* **TAREFA A FAZER**
Por favor, transforme todas as linhas abaixo em uma lista numerada, deixando de fora as linhas em branco.

Entradas de rotulagem de contornos:
────

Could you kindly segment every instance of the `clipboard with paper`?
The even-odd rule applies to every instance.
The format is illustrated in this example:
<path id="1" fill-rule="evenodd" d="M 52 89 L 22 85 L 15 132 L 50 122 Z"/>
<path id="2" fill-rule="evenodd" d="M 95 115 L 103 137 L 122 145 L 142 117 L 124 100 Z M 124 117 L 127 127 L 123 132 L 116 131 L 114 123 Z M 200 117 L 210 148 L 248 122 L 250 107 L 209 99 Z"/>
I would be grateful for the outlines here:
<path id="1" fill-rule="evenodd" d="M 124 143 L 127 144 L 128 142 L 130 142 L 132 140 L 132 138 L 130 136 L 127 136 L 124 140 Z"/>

────

* **RESULTADO ABAIXO**
1. Could you kindly segment every instance of the `clipboard with paper`?
2. The even-odd rule applies to every instance.
3. The format is illustrated in this example:
4. <path id="1" fill-rule="evenodd" d="M 52 89 L 22 85 L 15 132 L 50 122 Z"/>
5. <path id="2" fill-rule="evenodd" d="M 95 115 L 103 137 L 122 145 L 142 117 L 124 100 Z M 124 117 L 127 127 L 123 132 L 116 131 L 114 123 Z M 200 117 L 210 148 L 248 122 L 250 107 L 209 99 Z"/>
6. I would be grateful for the outlines here:
7. <path id="1" fill-rule="evenodd" d="M 124 143 L 127 144 L 128 142 L 130 142 L 132 140 L 132 138 L 130 136 L 127 136 L 124 140 Z"/>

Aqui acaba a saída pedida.